GOAL
Copy the data word for word, from its very first line through the line containing "POLYGON ((182 57, 182", including both of those lines. Omit the pictures from your copy.

(Excerpts from segmentation records)
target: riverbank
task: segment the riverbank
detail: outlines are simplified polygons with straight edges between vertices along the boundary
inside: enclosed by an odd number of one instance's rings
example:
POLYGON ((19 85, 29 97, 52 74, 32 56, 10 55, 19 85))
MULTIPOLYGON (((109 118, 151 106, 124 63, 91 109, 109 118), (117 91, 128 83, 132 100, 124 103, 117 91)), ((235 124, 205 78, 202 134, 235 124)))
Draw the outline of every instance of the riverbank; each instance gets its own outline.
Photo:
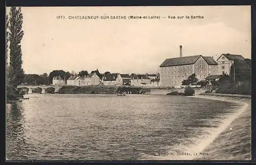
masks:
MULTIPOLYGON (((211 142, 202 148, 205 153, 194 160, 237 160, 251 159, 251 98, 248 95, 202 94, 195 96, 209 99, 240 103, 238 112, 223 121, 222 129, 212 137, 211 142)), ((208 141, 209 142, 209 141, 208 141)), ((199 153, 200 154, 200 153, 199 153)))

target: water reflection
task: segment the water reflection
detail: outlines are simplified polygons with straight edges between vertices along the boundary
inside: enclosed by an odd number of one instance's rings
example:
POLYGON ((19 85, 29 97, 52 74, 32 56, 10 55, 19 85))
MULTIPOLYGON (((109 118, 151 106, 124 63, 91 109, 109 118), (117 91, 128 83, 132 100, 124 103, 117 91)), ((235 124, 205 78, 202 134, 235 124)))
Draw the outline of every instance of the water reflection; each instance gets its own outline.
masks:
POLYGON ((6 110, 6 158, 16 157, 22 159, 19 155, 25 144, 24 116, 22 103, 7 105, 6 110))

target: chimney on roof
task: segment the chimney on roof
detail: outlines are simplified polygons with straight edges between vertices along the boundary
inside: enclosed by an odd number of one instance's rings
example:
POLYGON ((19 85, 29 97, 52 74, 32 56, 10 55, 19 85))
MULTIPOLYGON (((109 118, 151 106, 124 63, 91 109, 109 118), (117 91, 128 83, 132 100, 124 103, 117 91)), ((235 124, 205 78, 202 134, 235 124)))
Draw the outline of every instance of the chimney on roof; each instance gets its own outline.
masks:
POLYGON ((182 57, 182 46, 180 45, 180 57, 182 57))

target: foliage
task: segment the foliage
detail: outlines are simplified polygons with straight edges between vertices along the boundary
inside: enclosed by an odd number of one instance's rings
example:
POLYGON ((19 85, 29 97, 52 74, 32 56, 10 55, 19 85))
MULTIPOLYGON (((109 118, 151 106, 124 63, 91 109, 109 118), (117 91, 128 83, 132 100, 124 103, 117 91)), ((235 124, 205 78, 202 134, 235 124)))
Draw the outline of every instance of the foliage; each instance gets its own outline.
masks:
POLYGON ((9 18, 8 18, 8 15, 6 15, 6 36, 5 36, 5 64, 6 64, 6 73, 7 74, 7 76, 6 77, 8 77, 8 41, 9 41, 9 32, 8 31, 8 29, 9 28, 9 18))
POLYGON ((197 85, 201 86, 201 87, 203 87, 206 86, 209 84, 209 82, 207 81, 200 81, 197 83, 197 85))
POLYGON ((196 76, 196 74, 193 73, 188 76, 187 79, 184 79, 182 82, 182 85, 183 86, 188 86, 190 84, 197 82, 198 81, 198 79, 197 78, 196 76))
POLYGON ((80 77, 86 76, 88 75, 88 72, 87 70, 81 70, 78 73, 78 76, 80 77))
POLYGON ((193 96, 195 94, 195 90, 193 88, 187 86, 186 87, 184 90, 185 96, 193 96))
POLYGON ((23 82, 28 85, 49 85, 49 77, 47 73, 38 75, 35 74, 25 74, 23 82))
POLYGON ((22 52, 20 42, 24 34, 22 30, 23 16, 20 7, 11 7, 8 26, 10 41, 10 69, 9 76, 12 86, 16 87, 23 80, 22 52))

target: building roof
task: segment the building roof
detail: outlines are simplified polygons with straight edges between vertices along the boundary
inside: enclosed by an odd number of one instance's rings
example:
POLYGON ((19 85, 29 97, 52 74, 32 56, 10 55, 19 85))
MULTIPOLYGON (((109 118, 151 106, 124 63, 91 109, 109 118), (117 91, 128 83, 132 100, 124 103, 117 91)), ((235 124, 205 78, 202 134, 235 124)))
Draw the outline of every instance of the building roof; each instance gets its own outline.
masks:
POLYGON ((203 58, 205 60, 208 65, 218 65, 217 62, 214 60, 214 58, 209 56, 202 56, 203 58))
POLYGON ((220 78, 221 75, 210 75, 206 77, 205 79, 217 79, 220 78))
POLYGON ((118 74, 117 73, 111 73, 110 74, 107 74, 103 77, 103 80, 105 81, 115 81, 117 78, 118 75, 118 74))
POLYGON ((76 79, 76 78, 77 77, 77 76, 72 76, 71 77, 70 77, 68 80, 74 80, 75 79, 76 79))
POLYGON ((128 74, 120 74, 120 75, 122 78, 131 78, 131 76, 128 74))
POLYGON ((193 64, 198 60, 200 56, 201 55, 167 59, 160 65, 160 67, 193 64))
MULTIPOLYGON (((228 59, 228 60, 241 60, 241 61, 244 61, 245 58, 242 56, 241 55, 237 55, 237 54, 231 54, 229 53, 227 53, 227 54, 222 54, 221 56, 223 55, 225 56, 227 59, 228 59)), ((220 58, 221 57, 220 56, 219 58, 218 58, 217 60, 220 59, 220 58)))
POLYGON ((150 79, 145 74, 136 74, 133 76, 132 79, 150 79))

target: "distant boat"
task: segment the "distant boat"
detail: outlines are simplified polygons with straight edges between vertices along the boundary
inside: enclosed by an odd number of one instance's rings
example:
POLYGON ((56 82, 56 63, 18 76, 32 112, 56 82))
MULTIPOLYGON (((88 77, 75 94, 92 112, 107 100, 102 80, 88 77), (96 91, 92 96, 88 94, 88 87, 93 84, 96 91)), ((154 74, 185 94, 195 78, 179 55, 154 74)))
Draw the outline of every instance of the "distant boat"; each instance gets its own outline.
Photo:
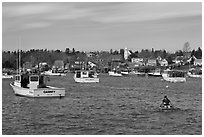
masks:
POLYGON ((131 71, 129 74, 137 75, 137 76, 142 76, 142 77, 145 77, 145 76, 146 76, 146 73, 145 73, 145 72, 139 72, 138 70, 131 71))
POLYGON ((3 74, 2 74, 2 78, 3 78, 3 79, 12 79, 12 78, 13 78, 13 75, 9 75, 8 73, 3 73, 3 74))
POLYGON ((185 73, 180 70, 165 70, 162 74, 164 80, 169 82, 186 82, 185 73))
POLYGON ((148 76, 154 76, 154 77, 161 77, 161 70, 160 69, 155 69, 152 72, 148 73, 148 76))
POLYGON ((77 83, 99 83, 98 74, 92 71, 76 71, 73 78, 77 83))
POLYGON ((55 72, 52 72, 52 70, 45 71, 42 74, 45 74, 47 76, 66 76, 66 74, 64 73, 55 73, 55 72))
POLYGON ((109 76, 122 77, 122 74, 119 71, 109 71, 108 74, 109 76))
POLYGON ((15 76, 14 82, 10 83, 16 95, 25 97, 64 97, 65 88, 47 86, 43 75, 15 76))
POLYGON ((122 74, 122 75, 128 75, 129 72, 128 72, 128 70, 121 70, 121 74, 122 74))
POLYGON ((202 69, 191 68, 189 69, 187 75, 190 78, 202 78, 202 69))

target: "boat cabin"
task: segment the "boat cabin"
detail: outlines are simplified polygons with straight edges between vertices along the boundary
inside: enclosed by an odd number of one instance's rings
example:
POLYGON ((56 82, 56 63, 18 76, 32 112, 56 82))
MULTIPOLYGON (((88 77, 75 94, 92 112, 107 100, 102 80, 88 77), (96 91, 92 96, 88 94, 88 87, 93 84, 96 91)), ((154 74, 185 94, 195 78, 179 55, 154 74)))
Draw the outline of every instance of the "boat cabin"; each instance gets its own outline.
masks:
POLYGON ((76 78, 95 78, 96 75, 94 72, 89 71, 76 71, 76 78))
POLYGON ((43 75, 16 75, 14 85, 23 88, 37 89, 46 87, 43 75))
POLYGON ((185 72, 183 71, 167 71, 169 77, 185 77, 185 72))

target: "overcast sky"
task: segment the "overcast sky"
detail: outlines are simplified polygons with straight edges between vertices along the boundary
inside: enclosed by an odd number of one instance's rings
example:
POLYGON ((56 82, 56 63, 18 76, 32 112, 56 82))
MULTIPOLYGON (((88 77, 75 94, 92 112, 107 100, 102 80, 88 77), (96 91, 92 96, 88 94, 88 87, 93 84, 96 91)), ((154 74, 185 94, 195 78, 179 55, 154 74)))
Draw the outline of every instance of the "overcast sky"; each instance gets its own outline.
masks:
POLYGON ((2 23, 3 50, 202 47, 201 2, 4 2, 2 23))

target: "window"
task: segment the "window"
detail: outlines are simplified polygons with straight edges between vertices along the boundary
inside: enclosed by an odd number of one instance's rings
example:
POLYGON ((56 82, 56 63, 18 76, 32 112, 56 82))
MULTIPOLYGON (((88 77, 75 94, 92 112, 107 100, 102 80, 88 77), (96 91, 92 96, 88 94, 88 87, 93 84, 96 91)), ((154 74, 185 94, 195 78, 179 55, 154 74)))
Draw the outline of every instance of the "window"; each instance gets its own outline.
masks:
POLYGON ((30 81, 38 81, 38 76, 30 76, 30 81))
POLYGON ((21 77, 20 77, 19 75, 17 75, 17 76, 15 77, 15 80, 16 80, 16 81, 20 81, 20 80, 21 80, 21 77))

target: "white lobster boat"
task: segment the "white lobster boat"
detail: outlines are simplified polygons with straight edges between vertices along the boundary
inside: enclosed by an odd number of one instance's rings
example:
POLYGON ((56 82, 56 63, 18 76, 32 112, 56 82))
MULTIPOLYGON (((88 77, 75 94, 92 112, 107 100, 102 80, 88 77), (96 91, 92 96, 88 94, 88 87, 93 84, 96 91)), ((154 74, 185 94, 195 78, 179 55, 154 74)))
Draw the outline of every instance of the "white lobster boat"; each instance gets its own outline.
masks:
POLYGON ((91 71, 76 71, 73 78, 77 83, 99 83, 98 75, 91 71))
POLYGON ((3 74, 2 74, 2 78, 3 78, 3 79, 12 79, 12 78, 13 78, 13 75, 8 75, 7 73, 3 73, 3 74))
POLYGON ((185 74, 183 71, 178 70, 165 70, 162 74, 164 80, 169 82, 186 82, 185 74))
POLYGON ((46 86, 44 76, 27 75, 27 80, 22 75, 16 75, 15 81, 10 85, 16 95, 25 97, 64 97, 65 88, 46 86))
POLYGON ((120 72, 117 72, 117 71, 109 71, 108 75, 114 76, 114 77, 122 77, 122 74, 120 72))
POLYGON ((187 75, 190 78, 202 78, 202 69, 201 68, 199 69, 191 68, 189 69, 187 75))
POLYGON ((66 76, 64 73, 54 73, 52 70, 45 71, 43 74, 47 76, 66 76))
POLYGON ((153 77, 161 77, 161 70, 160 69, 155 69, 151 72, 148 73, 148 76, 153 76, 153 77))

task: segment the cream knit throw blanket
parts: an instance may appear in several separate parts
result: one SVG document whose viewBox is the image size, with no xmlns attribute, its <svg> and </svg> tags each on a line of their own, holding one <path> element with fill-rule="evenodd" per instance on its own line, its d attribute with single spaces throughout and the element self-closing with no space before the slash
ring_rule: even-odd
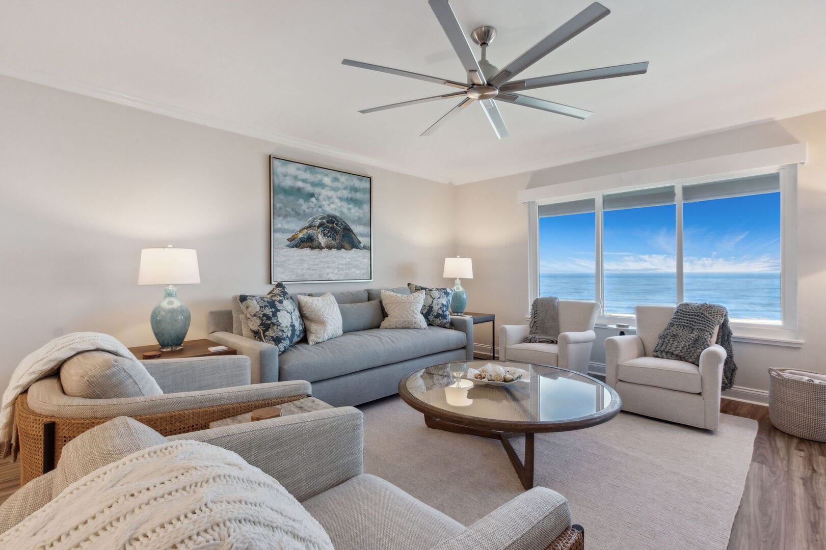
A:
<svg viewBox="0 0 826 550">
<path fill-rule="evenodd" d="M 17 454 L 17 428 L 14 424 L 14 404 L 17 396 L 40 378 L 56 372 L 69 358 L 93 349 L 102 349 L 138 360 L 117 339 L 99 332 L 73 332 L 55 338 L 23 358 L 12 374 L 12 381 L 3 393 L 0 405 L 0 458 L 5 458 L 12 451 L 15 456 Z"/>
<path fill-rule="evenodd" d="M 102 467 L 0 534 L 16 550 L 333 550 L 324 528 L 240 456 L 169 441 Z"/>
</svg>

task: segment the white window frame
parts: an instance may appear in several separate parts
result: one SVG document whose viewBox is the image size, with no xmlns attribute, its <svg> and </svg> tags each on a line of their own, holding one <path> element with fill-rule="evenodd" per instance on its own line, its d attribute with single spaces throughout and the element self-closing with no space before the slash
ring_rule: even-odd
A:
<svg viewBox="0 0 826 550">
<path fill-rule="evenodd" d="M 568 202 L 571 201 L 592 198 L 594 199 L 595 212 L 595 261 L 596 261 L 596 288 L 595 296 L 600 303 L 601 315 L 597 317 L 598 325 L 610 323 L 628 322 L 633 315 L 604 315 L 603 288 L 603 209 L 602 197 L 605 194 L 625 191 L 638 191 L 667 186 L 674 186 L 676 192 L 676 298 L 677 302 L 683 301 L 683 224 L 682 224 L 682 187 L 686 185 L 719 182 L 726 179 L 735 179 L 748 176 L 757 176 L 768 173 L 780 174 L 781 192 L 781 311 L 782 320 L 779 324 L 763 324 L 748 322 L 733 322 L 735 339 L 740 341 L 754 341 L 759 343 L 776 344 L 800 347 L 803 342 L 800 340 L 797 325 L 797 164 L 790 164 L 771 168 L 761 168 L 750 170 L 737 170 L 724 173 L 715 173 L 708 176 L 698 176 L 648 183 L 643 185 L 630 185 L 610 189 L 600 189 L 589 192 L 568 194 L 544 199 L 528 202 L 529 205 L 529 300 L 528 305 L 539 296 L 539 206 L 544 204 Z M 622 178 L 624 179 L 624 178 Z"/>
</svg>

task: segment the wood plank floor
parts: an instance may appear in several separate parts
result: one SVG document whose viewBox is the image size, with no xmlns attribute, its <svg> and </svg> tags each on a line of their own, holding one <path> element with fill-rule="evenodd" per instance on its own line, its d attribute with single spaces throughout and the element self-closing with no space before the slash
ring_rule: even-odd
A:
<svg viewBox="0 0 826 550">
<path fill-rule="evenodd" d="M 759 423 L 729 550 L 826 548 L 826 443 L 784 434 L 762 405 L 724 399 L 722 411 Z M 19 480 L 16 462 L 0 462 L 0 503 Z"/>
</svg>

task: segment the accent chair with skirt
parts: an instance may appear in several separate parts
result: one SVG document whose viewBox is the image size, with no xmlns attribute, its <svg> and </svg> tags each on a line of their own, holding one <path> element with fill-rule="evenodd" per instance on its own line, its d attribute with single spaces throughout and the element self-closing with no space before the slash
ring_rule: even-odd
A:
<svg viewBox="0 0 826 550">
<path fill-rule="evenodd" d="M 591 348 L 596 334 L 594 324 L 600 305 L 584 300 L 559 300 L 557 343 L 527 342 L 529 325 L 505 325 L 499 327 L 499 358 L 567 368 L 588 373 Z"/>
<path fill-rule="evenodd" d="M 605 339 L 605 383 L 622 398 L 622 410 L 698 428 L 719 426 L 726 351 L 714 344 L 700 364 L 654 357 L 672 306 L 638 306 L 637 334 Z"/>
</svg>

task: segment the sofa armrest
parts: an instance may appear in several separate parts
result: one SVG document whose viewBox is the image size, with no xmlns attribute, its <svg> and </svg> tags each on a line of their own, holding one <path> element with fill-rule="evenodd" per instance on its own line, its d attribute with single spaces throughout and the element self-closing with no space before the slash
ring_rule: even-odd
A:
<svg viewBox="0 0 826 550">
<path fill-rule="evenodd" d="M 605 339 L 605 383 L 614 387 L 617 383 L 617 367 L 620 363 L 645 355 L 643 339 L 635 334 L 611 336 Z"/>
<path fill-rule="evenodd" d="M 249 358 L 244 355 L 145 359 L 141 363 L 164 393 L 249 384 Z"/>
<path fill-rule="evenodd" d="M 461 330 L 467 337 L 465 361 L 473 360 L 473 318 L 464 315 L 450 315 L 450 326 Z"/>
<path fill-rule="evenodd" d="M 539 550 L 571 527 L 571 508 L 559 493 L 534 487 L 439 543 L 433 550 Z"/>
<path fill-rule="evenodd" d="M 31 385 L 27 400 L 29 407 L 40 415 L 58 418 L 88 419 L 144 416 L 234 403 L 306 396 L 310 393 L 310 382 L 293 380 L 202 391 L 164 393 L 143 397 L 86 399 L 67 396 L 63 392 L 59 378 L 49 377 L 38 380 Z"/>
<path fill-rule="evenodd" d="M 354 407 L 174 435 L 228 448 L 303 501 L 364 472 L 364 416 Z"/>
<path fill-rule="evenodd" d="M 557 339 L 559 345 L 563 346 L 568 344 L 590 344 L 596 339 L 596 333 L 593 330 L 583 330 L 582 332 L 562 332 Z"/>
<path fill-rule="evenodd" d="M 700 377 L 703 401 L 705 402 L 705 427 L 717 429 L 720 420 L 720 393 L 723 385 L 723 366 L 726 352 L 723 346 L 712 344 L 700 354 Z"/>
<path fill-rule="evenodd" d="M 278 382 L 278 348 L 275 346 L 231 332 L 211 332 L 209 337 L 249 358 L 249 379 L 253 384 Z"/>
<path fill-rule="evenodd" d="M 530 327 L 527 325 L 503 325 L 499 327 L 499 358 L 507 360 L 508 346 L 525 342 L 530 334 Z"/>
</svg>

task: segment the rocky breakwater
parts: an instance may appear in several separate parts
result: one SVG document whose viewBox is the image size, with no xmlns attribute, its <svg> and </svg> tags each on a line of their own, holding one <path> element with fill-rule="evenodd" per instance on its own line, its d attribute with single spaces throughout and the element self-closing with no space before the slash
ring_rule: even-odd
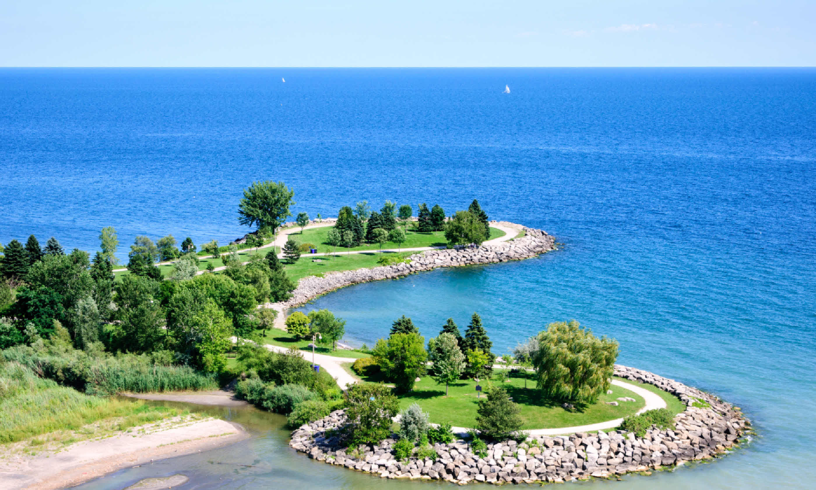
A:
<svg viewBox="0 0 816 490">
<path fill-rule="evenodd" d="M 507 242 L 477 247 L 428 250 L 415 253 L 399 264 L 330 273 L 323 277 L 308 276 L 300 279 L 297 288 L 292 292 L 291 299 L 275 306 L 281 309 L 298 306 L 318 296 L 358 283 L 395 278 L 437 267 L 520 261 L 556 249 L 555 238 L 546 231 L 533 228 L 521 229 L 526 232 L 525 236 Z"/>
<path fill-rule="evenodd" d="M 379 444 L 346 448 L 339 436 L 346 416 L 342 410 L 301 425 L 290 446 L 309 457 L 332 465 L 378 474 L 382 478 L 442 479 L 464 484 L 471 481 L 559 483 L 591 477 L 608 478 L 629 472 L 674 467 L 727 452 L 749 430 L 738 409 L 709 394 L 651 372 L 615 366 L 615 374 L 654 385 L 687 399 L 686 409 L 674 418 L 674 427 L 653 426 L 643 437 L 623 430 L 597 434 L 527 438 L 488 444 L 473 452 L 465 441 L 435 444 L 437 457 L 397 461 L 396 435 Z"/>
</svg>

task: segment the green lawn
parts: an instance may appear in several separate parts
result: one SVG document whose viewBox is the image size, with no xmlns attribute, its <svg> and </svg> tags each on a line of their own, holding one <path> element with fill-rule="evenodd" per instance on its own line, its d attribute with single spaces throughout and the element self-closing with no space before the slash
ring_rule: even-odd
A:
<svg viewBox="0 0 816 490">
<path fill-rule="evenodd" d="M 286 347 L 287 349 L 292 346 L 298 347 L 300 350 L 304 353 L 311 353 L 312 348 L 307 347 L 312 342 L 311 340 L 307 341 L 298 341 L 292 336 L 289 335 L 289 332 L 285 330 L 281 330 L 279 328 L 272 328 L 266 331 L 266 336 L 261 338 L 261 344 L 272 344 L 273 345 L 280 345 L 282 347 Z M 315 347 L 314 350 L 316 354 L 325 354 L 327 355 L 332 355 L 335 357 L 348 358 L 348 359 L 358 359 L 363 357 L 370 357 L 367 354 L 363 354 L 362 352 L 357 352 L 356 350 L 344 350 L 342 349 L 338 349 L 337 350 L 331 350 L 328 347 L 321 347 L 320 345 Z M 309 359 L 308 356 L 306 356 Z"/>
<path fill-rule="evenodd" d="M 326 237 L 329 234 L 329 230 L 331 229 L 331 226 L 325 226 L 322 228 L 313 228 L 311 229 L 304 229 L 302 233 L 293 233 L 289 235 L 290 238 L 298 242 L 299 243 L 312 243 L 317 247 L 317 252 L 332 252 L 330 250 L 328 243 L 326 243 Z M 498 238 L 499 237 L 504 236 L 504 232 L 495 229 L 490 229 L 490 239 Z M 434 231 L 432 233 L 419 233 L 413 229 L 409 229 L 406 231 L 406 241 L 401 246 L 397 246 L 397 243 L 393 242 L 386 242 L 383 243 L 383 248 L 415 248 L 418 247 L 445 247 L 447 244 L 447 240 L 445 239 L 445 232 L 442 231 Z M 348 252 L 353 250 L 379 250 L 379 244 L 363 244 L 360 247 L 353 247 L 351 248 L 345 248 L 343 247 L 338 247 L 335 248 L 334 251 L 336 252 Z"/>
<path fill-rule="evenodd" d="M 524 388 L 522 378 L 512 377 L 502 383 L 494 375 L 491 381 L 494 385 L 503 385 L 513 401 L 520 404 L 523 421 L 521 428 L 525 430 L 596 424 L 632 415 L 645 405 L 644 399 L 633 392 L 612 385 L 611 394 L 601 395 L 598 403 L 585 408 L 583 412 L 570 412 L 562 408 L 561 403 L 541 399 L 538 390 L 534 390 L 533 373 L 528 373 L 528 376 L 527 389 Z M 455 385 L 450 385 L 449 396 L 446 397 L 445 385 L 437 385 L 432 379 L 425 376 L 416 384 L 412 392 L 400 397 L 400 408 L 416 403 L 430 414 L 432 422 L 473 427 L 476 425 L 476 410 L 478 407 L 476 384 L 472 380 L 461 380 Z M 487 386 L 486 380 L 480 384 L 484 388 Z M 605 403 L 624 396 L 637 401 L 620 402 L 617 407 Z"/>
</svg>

CORRECT RESPONSE
target: riverbank
task: segment the riverbank
detail: outlines are simplified polygons with straight edges between vertices along the boundary
inside: enclosed by an odd number of one instance's rings
example:
POLYGON ((19 85, 29 97, 52 74, 32 56, 10 55, 19 85))
MULTIPOLYGON (((109 118, 151 106, 124 63, 91 109, 109 118), (117 91, 128 83, 132 100, 124 103, 117 91)), ((235 124, 205 78, 202 134, 235 124)))
Draw the outline of every instance of the riverbank; each instance gets its own outline.
Photo:
masks:
MULTIPOLYGON (((211 142, 202 148, 205 153, 194 160, 237 160, 251 159, 251 98, 248 95, 202 94, 195 96, 209 99, 240 103, 238 112, 223 121, 222 129, 212 137, 211 142)), ((208 141, 209 142, 209 141, 208 141)), ((199 153, 200 154, 200 153, 199 153)))

target: water reflection
task: segment the water reflection
detail: outlines are simplified polygons with straight edges between vertices along the boundary
inside: enclosed by an odd number of one instance's rings
example:
POLYGON ((19 85, 29 97, 52 74, 32 56, 10 55, 19 85))
MULTIPOLYGON (((109 118, 151 106, 124 63, 91 109, 109 118), (117 91, 128 83, 132 100, 124 103, 117 91)), ((235 124, 205 78, 202 134, 235 124)))
Draw the outline of every instance of the water reflection; each instance gets its own outline.
masks:
POLYGON ((6 110, 6 158, 16 157, 22 159, 19 155, 25 144, 24 116, 22 103, 7 105, 6 110))

target: chimney on roof
task: segment the chimney on roof
detail: outlines are simplified polygons with straight edges between vertices along the boundary
inside: enclosed by an odd number of one instance's rings
example:
POLYGON ((19 85, 29 97, 52 74, 32 56, 10 55, 19 85))
MULTIPOLYGON (((109 118, 151 106, 124 63, 91 109, 109 118), (117 91, 128 83, 132 100, 124 103, 117 91)), ((235 124, 205 78, 202 134, 235 124)))
Draw the outline of every instance of the chimney on roof; each instance gets its own outline.
masks:
POLYGON ((182 57, 182 46, 180 45, 180 57, 182 57))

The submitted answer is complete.